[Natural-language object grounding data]
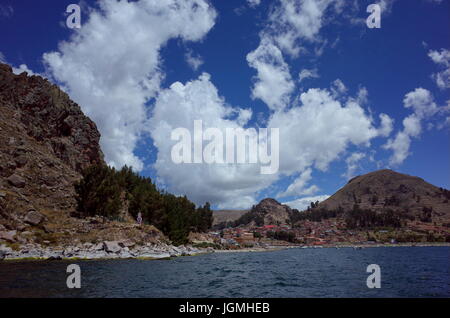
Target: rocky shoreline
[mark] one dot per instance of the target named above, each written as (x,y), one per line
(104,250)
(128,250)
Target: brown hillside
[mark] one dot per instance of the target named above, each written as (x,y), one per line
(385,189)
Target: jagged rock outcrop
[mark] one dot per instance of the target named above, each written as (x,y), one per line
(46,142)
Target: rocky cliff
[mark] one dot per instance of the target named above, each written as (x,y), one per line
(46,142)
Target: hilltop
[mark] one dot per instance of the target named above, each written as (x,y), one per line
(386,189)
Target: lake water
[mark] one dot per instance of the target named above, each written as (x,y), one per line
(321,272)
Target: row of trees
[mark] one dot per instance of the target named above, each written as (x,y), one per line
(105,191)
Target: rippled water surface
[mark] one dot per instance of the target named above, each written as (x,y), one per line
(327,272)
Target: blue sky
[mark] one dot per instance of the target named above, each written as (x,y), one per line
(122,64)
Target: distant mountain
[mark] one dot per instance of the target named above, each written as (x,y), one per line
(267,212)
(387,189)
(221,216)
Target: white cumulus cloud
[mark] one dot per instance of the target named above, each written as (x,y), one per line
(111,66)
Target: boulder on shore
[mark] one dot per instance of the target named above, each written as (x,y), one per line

--

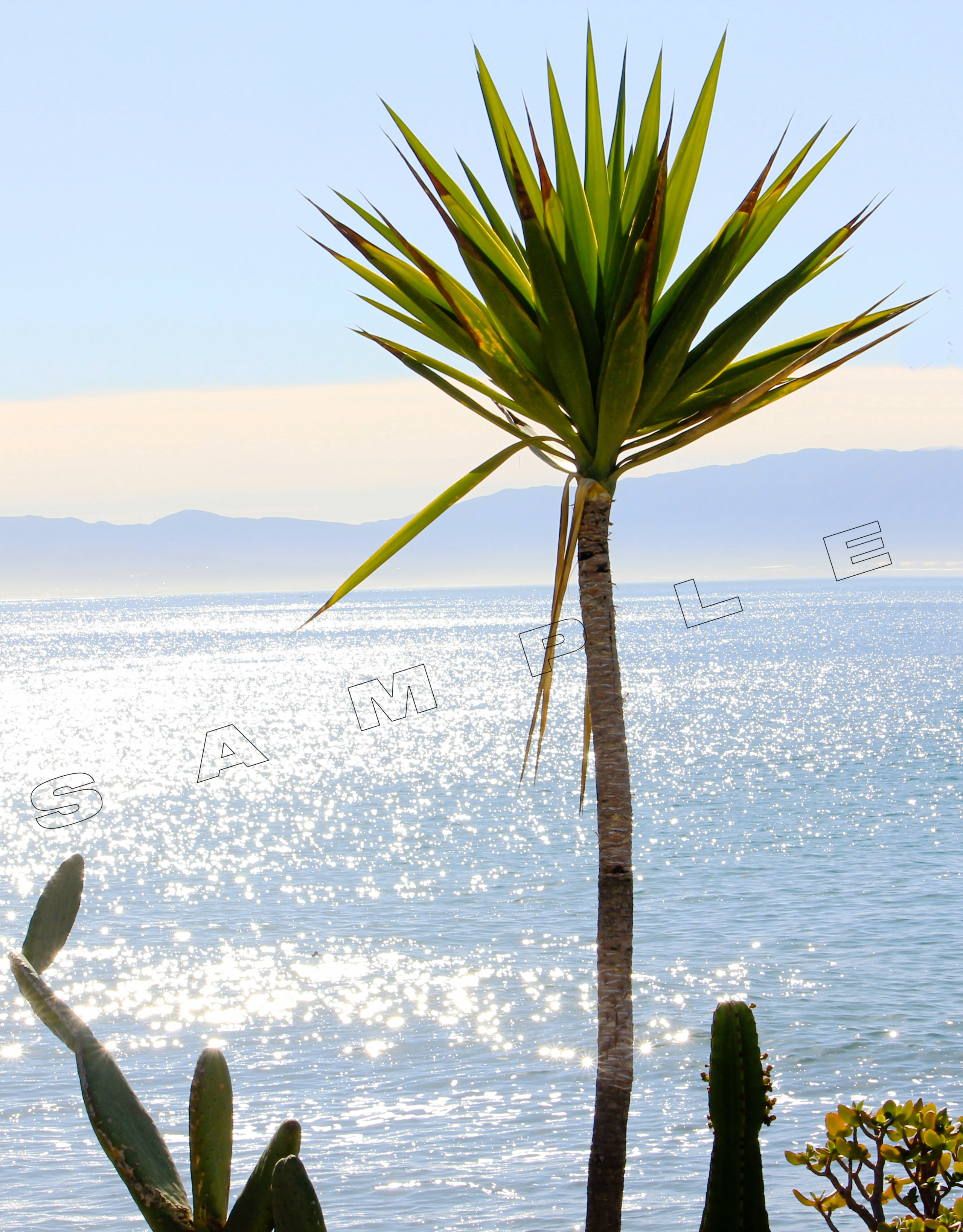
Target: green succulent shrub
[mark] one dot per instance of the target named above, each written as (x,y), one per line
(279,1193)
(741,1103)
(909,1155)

> [DIRECTIONS FOR THIS TASK] Give the exact lines, and only those, from the line containing "Target: jagged rock outcrop" through the line containing "Target: distant mountain" in the entries above.

> [YOUR RESPONSE]
Target: jagged rock outcrop
[mark] one dot per instance of the target named above, each written as (x,y), one per line
(46,142)
Target: rocky cliff
[mark] one dot per instance of the target named above, each written as (x,y), one per line
(46,142)
Target: hilltop
[mark] one dot per instance of the target named above, each written as (x,y), one per line
(386,189)
Target: lake water
[mark] one dot per instance of the target named above, each written as (x,y), one per line
(321,272)
Target: row of trees
[mark] one dot per instance of the target named above, each written as (x,y), one per line
(105,191)
Target: rippled water surface
[mark] one dot per instance of the target named above, each written as (x,y), one per line
(327,272)
Target: blue sky
[mark] one dot per instance of the target named above, each written as (x,y), one per line
(122,64)
Target: distant mountain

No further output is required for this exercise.